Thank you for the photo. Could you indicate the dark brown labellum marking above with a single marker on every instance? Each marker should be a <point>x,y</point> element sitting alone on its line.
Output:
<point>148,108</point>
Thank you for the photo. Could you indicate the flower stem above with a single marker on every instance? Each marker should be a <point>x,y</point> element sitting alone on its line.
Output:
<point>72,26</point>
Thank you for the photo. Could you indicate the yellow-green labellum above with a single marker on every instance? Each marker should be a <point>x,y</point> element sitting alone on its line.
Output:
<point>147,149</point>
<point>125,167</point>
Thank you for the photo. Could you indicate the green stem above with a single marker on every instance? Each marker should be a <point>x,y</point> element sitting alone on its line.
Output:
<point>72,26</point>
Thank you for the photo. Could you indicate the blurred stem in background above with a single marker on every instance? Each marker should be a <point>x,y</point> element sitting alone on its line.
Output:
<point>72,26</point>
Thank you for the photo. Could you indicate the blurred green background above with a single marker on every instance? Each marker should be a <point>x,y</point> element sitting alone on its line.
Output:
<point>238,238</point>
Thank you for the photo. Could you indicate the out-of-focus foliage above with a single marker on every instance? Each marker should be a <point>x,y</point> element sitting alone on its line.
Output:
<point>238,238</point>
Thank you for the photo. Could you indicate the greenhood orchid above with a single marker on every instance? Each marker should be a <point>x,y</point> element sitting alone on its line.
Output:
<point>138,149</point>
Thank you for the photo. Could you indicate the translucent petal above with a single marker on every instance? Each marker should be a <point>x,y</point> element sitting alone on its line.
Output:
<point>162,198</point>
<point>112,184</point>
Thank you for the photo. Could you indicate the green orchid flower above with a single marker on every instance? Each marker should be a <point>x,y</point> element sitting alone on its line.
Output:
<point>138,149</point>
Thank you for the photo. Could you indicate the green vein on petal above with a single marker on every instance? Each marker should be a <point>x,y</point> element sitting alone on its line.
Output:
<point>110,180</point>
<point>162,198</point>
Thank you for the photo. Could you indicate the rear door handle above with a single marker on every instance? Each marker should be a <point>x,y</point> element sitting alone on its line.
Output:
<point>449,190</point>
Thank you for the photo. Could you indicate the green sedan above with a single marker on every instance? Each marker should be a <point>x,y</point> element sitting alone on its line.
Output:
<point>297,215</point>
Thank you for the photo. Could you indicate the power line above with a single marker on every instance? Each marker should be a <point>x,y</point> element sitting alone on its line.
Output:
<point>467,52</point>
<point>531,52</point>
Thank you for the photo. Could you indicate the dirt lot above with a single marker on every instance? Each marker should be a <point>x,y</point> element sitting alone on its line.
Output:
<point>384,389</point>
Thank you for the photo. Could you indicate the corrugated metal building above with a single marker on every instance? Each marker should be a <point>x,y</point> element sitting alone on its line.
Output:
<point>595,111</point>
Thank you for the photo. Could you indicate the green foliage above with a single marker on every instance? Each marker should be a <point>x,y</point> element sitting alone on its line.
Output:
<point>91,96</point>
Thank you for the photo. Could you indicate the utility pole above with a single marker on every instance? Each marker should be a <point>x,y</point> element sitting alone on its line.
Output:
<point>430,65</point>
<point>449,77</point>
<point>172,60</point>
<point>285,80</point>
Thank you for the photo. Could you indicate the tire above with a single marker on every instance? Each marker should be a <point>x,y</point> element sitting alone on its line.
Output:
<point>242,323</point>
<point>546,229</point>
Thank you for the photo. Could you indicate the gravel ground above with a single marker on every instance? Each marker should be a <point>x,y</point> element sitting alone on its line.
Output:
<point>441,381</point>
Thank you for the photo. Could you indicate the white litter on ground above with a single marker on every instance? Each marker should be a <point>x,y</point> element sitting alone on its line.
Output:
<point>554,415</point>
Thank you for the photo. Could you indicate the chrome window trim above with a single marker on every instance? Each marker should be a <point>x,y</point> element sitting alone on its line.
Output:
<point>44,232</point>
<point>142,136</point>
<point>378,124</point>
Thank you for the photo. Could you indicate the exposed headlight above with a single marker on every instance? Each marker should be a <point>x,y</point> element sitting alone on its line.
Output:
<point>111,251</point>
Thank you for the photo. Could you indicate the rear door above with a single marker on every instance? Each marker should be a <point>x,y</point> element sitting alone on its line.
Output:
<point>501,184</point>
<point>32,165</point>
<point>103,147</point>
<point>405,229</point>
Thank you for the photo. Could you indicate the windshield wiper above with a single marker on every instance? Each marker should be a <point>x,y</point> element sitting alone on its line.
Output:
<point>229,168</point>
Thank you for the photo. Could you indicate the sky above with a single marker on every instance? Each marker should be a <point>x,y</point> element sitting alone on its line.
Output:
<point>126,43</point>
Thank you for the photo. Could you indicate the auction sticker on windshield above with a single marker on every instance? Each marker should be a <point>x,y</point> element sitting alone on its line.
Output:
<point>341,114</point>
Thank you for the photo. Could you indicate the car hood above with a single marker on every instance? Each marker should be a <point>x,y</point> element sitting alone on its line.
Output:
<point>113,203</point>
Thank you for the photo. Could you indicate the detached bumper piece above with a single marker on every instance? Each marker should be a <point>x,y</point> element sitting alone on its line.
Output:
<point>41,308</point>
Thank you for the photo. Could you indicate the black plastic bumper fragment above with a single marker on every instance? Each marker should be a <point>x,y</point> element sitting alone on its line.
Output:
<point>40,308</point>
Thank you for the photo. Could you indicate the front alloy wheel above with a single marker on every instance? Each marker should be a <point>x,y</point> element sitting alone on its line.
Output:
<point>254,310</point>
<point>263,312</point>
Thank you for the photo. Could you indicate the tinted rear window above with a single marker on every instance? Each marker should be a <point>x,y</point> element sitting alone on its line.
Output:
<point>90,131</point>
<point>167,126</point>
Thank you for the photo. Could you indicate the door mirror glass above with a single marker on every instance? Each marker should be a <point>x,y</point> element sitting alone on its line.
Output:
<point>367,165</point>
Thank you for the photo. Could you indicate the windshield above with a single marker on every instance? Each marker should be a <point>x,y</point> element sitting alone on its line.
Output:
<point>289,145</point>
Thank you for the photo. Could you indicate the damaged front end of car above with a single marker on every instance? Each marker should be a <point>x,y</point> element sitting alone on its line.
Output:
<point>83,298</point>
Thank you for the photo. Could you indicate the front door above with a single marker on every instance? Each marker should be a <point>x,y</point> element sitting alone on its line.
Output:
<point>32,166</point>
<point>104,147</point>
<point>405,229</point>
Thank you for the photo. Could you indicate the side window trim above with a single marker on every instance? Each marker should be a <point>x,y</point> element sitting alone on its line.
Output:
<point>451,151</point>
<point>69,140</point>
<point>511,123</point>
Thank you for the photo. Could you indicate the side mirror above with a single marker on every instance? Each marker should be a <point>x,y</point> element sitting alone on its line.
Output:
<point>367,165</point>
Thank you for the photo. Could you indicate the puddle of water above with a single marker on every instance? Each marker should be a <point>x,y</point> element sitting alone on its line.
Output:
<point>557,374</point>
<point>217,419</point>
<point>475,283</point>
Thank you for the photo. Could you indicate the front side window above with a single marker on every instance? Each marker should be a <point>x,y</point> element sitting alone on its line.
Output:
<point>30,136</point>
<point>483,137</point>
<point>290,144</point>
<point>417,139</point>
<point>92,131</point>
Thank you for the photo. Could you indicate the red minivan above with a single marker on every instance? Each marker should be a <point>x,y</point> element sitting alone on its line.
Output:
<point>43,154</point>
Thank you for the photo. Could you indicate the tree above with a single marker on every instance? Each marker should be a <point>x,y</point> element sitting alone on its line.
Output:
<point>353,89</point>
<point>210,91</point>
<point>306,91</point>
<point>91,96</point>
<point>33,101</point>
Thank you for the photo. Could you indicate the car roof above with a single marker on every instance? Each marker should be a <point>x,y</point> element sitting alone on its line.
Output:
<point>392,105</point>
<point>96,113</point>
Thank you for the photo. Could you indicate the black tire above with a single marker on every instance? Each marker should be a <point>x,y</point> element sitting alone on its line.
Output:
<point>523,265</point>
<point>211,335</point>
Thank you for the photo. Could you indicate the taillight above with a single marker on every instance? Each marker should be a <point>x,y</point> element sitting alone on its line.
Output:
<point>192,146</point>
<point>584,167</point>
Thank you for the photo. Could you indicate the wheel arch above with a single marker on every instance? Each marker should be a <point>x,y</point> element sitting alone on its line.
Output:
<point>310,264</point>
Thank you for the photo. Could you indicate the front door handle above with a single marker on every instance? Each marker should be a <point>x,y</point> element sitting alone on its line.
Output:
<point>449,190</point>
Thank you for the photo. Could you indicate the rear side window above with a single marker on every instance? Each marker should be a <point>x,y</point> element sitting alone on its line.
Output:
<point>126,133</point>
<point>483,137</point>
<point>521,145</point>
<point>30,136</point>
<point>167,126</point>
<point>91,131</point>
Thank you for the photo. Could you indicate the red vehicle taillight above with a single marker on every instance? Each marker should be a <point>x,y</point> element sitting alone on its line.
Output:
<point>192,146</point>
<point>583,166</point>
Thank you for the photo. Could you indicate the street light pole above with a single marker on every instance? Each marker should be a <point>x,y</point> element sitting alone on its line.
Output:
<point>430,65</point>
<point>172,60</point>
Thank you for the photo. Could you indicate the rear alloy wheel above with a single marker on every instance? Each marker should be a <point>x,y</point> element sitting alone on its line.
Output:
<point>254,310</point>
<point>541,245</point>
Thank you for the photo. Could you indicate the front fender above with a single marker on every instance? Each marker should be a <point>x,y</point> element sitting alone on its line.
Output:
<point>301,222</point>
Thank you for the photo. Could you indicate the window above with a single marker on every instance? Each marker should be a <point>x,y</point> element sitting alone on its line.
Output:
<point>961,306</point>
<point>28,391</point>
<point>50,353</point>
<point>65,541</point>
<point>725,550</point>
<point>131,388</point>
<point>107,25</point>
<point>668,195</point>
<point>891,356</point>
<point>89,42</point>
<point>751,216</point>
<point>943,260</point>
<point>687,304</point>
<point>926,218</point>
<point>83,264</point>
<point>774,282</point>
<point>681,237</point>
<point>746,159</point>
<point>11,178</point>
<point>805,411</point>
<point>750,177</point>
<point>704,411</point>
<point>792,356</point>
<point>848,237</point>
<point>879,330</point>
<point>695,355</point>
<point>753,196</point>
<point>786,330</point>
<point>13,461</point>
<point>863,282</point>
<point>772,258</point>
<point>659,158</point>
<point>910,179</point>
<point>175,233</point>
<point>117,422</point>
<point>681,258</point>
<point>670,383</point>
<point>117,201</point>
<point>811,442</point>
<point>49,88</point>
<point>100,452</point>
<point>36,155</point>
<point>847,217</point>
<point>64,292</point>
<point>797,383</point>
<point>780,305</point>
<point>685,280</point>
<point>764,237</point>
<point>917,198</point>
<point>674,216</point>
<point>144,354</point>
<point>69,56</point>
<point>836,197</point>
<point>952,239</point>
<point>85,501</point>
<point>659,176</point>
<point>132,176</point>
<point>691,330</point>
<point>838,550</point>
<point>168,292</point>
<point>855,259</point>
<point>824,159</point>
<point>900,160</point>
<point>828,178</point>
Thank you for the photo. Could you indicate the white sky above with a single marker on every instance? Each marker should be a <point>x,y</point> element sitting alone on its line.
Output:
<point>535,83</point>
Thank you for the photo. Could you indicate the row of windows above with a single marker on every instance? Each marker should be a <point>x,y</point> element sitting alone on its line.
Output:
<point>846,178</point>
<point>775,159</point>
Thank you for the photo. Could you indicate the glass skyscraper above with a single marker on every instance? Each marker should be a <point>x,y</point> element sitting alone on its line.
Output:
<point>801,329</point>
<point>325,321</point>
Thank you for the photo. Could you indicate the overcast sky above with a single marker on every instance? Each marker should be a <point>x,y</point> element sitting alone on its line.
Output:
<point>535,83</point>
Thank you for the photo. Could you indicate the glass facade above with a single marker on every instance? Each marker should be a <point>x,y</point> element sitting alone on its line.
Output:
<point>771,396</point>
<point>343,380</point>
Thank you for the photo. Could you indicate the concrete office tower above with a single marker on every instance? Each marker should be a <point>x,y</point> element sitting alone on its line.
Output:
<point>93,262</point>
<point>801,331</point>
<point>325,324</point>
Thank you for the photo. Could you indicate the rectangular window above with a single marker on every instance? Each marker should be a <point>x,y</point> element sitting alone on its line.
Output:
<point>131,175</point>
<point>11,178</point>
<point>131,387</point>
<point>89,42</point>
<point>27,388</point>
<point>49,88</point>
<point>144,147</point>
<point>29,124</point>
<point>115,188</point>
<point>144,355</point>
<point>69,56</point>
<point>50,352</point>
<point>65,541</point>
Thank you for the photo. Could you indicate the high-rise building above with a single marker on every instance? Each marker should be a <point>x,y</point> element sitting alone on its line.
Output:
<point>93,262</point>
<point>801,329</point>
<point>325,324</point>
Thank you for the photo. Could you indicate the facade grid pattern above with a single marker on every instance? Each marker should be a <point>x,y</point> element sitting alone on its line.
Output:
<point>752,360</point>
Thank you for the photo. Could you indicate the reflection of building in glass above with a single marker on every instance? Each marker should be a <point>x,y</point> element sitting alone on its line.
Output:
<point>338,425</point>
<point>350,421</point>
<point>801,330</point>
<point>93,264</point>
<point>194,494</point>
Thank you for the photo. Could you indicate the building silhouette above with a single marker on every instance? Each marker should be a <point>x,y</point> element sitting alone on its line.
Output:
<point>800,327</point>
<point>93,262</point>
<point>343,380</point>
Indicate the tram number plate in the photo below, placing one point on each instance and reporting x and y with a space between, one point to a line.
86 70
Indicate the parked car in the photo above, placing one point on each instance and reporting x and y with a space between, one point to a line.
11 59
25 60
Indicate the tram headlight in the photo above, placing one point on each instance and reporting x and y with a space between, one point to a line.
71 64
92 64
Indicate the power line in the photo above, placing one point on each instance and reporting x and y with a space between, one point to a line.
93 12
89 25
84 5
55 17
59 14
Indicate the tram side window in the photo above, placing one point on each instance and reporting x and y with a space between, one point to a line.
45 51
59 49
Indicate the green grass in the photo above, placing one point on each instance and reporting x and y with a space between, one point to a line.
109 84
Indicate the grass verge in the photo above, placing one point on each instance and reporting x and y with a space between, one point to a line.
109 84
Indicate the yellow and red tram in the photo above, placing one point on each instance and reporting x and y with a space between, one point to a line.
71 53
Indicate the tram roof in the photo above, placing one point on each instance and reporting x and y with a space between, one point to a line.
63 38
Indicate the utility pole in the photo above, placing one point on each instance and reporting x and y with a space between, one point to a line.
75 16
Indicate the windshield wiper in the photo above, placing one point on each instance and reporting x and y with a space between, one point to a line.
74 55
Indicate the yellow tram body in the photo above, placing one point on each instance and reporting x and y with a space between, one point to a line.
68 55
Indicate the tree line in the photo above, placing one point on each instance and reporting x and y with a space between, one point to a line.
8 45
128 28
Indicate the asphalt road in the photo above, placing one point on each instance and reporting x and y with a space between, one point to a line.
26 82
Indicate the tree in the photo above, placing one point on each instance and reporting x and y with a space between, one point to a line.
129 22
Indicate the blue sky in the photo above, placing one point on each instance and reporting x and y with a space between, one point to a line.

□ □ □

(Task brief)
Only lines with the word "handle" are wanted, so copy each one from the records.

(Answer space)
Thank you for the photo. Could you indicate the rear door handle above with a single marker on every instance? Each marker should be a <point>x,y</point> element sitting alone on its line.
Thank you for the photo. Could you indicate the front door handle above with a single marker on every instance? Each marker should be a <point>x,y</point> element sitting alone on its line.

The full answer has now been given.